Pointing records:
------------------------------------------------------------

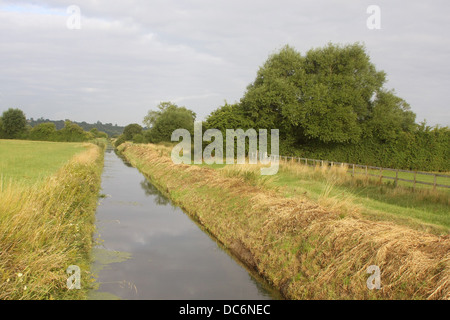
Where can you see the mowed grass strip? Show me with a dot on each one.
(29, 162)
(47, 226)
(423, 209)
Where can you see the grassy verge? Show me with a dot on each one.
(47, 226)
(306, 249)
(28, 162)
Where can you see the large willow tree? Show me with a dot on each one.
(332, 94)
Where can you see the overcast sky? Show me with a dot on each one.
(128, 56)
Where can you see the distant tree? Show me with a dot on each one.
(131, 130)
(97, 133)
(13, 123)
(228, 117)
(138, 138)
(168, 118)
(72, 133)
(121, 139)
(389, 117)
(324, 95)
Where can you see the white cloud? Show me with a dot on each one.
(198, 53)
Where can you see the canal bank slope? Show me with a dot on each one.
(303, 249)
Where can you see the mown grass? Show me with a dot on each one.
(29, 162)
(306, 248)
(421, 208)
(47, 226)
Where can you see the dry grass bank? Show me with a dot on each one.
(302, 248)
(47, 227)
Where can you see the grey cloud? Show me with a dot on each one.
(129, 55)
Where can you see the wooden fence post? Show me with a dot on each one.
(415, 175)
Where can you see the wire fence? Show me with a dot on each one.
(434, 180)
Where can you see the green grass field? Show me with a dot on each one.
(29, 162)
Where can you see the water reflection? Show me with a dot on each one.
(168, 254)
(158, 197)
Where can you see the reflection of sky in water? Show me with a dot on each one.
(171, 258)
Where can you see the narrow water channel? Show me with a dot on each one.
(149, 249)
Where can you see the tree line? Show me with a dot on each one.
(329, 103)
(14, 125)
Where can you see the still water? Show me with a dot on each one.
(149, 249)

------------------------------------------------------------

Write the listing above out again exactly, dropping each image.

• [OUTPUT FOR THIS EXERCISE]:
Where can you see the mowed grass strip? Show me with a dot on each one.
(29, 162)
(47, 226)
(423, 209)
Where can you see the grassy verge? Show me with a dot on each one.
(47, 226)
(306, 249)
(28, 162)
Where can you see the large willow tree? Show me with a dot on each one.
(332, 94)
Where can you see the overcast sky? Show me with a dot on each one.
(128, 56)
Where can you see the distant tree? Show me with a dot on each one.
(131, 130)
(97, 133)
(13, 123)
(228, 117)
(138, 138)
(168, 118)
(72, 133)
(121, 139)
(389, 117)
(324, 95)
Where can you see the white cloud? Show me with a dot on each one.
(198, 53)
Where can you see the canal bank slope? Show me with a dot on each one.
(303, 249)
Where can you see the mown grass? Show me with a dot on each one.
(29, 162)
(306, 248)
(421, 208)
(47, 226)
Where can you see the dry grass bank? Show me with a dot on each one.
(302, 248)
(47, 227)
Where can you see the grey cloud? Show me with a dot on each one.
(129, 55)
Where can you see the wooden fence post? Show me with a dot on each one.
(415, 175)
Where can you see the wire fence? Show me with a dot on each one.
(434, 180)
Where can you see the green grass field? Show me with a dot on each one.
(29, 162)
Where can you see the water reflection? Show me with a dot on each one.
(168, 254)
(158, 197)
Where can you see the reflection of sky in water? Show me with a dot on each one.
(171, 258)
Where can you see the narrow water channel? Show me with a dot on each one.
(149, 249)
Where can you see the tree line? Show me with a dot on each one.
(329, 103)
(14, 125)
Where can you see the still water? Show me with a dot on each one.
(149, 249)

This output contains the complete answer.